:: Texto fuente
De 184 telares adquiridos, solamente 87 funcionaban y el resto estaban deteriorados o incompletos, y aún así Lucas Caballero aspiraba a producir más de dos millones de yardas de tela al año. Si la fábrica hubiera alcanzado el tope de su producción, ¿sería de qué dimensión?
 
Si hubiera seguido por lo menos la pauta del barón  Christian du Rivau, que quiso duplicar la capacidad y con equipos modernos, habría superado los 400 trabajadores y en su auge tuvo casi 300. Pero el dinamismo regional que eso hubiera impulsado sería fenomenal, porque las zonas donde todavía se podía cultivar algodón se hubieran explotado y habría difundido la riqueza en la comarca.
 
¿Qué queda hoy de esa gran fábrica?
::::
:: Registros mostrados
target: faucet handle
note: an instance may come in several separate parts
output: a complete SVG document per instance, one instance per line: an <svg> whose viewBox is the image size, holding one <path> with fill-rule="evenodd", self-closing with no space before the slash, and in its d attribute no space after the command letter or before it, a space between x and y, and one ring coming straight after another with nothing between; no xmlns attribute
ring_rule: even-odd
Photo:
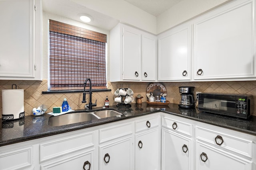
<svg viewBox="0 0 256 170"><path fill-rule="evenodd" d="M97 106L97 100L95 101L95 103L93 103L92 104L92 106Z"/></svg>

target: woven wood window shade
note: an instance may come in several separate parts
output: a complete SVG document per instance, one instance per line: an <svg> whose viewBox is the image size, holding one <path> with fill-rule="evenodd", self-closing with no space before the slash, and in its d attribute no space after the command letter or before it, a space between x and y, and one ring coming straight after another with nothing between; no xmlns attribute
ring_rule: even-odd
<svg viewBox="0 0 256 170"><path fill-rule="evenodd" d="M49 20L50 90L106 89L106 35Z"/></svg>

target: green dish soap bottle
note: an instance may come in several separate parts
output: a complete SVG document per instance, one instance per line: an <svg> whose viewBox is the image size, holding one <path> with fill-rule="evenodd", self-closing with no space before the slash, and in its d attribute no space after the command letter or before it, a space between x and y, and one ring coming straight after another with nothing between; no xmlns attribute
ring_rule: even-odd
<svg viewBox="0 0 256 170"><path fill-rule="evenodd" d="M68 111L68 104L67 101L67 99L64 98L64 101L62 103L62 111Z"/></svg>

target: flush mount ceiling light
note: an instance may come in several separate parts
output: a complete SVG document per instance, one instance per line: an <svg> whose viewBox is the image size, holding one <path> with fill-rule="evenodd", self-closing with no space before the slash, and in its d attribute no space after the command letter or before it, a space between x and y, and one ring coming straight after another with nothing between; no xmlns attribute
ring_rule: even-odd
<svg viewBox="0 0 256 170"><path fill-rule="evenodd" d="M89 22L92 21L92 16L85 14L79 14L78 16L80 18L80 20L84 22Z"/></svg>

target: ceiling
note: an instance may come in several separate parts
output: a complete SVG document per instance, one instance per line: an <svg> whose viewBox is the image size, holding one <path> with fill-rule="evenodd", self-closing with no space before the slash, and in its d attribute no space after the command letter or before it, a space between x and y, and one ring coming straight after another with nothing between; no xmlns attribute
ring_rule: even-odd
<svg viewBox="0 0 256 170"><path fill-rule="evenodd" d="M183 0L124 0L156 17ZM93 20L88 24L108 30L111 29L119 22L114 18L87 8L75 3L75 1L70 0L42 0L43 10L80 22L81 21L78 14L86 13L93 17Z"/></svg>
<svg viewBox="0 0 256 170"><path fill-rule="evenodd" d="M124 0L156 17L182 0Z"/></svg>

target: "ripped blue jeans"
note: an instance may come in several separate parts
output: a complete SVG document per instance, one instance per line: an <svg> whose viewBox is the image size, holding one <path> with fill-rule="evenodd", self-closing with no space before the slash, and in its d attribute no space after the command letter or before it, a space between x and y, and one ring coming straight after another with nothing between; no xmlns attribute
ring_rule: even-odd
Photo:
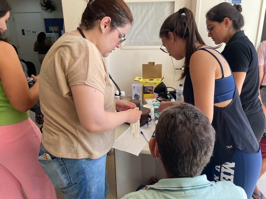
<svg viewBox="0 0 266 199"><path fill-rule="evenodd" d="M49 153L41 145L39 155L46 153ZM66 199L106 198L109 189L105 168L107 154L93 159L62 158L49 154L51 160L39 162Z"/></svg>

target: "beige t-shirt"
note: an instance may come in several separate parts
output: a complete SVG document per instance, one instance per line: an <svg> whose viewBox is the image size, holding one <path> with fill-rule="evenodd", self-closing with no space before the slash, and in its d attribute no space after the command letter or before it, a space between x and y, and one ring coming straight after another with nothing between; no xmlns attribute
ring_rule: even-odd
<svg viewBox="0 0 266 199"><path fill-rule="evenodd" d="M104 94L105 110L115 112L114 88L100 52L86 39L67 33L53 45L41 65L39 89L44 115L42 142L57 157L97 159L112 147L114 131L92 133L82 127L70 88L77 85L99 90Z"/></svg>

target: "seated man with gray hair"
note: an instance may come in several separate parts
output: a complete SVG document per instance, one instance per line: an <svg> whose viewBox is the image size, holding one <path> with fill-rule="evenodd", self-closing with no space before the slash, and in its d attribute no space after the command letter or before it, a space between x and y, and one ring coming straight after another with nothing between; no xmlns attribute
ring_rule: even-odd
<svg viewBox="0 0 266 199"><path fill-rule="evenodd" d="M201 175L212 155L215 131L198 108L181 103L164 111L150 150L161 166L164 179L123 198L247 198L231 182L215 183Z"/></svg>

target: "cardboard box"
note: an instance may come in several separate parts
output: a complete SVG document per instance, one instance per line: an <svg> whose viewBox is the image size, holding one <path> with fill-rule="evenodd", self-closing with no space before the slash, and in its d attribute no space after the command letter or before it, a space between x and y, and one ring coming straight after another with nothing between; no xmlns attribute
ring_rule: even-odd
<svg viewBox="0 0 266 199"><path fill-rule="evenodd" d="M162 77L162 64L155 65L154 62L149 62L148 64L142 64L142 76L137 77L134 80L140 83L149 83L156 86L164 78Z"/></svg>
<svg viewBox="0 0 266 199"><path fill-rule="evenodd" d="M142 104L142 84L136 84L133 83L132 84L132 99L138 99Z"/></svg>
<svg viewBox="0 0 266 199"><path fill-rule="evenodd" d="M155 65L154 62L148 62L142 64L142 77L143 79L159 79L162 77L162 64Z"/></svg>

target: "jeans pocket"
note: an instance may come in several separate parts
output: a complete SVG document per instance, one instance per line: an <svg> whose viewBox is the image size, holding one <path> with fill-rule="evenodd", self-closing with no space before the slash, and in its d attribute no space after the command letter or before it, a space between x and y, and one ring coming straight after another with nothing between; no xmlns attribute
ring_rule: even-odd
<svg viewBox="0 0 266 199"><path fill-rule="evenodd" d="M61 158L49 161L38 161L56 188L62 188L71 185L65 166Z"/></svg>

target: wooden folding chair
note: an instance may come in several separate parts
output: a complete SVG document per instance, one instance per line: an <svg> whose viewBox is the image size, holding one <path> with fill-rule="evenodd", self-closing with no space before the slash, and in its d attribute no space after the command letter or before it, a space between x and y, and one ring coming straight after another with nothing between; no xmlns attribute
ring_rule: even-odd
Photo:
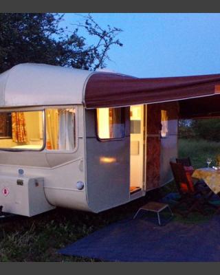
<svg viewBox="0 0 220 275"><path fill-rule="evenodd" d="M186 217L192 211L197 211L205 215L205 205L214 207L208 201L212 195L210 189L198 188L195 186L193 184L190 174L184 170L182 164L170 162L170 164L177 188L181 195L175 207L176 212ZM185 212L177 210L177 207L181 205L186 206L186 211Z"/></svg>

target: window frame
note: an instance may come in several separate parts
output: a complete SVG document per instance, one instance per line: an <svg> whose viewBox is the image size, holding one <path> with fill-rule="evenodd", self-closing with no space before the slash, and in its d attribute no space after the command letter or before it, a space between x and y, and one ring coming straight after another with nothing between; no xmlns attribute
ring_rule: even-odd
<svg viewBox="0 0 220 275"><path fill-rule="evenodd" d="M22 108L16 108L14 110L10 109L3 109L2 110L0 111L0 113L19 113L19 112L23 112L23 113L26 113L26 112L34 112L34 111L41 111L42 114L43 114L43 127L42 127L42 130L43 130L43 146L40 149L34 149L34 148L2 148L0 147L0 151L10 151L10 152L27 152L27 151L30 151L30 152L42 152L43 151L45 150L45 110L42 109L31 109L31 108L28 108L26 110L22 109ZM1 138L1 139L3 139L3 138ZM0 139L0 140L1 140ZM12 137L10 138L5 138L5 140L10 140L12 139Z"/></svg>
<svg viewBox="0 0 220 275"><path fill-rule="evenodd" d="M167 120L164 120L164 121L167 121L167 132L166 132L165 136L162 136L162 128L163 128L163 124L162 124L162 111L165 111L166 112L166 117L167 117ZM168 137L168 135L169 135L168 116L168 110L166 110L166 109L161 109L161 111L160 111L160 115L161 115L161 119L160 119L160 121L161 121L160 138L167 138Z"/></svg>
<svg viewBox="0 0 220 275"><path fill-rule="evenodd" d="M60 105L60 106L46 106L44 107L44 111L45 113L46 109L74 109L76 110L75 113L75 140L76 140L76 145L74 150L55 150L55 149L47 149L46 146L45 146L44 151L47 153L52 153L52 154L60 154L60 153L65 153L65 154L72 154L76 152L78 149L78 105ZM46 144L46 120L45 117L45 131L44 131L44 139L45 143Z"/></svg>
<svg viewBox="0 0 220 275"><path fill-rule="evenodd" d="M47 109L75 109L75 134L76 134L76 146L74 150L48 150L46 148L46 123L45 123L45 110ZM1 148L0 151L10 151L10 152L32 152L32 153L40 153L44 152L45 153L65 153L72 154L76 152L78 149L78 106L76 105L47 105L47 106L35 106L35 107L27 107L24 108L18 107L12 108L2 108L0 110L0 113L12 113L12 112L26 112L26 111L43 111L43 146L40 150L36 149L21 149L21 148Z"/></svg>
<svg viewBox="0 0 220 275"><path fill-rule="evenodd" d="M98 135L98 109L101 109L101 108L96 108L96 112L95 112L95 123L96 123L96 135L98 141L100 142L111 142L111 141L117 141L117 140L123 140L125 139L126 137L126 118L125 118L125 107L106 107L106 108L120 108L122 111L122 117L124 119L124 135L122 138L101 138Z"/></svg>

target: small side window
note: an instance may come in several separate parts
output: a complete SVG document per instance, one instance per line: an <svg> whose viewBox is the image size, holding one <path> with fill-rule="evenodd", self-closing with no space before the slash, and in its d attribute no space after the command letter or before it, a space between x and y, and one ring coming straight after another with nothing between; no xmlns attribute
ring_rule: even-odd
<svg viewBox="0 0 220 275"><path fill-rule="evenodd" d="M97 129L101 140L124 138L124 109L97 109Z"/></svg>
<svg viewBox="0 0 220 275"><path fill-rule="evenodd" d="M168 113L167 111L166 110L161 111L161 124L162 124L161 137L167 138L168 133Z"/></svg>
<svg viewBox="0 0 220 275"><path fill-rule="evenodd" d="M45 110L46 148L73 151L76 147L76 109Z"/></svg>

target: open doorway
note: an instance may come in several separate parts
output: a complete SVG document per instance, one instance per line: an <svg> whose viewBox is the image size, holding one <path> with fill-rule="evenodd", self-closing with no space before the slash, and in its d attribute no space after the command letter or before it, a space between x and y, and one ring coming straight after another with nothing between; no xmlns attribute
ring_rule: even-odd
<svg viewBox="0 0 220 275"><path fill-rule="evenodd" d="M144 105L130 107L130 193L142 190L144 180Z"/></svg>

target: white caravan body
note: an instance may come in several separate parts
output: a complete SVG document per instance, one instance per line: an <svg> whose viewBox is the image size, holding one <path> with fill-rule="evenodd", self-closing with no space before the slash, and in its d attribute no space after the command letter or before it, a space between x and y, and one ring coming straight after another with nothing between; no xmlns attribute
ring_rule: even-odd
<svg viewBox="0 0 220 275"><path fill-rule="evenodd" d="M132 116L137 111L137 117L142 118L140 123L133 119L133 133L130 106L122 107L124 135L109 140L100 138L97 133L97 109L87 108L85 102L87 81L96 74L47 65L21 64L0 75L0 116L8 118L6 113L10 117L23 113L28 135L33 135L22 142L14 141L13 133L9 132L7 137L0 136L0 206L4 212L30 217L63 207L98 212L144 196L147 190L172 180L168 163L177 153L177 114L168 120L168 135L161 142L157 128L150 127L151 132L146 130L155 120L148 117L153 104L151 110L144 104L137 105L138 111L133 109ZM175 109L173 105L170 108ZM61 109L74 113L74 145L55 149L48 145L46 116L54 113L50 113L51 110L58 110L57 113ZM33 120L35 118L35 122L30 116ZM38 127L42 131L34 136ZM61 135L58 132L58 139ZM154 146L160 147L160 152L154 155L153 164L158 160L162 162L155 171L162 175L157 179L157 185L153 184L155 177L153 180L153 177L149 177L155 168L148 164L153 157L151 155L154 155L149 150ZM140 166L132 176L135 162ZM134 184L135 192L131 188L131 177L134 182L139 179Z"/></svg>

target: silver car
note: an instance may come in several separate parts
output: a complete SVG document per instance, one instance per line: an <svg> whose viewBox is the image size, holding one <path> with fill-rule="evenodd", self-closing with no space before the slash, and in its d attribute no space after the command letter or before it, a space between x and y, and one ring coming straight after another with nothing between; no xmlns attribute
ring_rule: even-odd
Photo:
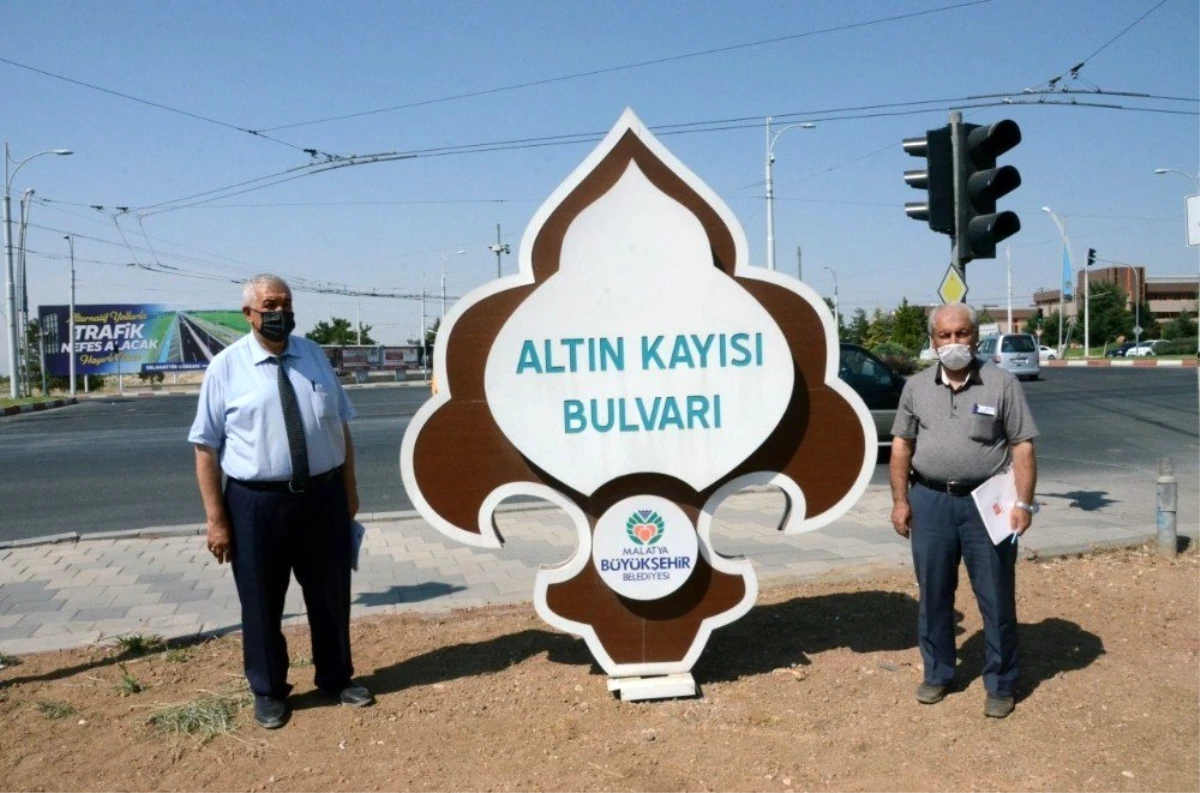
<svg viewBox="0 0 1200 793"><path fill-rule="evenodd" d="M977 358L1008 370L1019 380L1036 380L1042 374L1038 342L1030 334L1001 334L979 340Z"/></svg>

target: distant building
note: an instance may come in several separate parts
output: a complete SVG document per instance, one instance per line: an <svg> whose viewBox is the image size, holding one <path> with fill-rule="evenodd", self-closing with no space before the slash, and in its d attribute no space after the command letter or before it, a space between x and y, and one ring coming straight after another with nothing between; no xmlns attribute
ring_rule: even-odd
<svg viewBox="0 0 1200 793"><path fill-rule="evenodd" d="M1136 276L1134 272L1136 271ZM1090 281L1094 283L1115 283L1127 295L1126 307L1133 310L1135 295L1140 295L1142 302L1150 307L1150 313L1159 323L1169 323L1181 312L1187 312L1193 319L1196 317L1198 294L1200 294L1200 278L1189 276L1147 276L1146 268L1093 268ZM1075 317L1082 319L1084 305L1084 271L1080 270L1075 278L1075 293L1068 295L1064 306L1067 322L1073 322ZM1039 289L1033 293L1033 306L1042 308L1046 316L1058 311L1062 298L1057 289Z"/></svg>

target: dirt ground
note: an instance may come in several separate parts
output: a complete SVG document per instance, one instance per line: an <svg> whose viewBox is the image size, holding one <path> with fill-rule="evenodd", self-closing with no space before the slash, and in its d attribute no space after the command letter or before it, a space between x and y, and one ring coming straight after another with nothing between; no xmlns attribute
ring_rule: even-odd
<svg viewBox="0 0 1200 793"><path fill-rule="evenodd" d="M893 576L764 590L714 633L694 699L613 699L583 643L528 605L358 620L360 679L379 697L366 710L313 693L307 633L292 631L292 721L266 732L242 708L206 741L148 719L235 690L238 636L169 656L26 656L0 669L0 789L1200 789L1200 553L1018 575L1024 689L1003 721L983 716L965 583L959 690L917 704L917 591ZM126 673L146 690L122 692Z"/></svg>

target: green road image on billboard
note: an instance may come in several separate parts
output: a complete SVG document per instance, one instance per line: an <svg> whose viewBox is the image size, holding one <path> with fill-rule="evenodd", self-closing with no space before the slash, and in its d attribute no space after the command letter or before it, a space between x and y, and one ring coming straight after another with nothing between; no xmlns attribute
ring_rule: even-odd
::::
> **Tareas escritas**:
1 - Indica si cada afirmación coincide con el texto sobre la fábrica de telas: (a) de los 184 telares adquiridos, funcionaban 87; (b) el barón Christian du Rivau quiso reducir la capacidad de la fábrica; (c) en su auge la fábrica tuvo más de 400 trabajadores. Responde sí o no y cita las palabras decisivas del texto.
2 - Según el texto sobre la fábrica de telas, ¿cuánta tela al año aspiraba a producir Lucas Caballero?
3 - Retoma el texto sobre la fábrica de telas desde el punto en que se detiene.
Los registros no hacen falta para resolver nada.

> **Resultados de tareas**:
1 -
(a) Sí: "De 184 telares adquiridos, solamente 87 funcionaban".
(b) No: "quiso duplicar la capacidad y con equipos modernos".
(c) No: "en su auge tuvo casi 300".

2 - Más de dos millones de yardas de tela al año.

3 -
¡Ruinas! También queda una parte que se ha mantenido en pie porque la Fundación Cipriano compró las instalaciones y las tierras, y tiene allí unos niños enfermos mentales o que se están recuperando de la drogadicción, lo cual es una obra interesante que se está desarrollando lamentablemente con cierta incomprensión de la población local. Y el museo, que es otro aspecto curioso, por voluntad de gente de allá para no ser como los demás que pierden su memoria histórica, sino que la quieren conservar. Personas como Orlando Pérez Ovalle se han puesto en la tarea de decir que eso no se puede perder. La concepción del museo es mía, pero sin el apoyo suyo y de la Alcaldía no se hubiera podido hacer.
 
¿Sin el condimento de la disputa entre los López y los Caballero, con actores invitados como un barón francés conspirador que venía de administrar colonias en África y unos jueces sobornables, su libro perdería interés?
 
No, en absoluto. Para mí ese es un aspecto marginal y lamentable, que tocaba contarlo, pero no es lo principal del libro. Lo que pasa es que como tuvo consecuencias fatales en la última fase de la fábrica, entre 1944 y 1981, que estuvo herida a muerte por este conflicto. Es inevitable hablar de eso, pero no esencial porque el libro habla más bien de sueños de desarrollo.
 
Me parece más importante como secreto descubierto el espíritu extorsionista de los banqueros franco-belgas. Lo otro es revelador del interés egoísta de Alfonso López Michelsen, una voluntad más bien de aliarse con el extranjero que de trabajar con sus compatriotas.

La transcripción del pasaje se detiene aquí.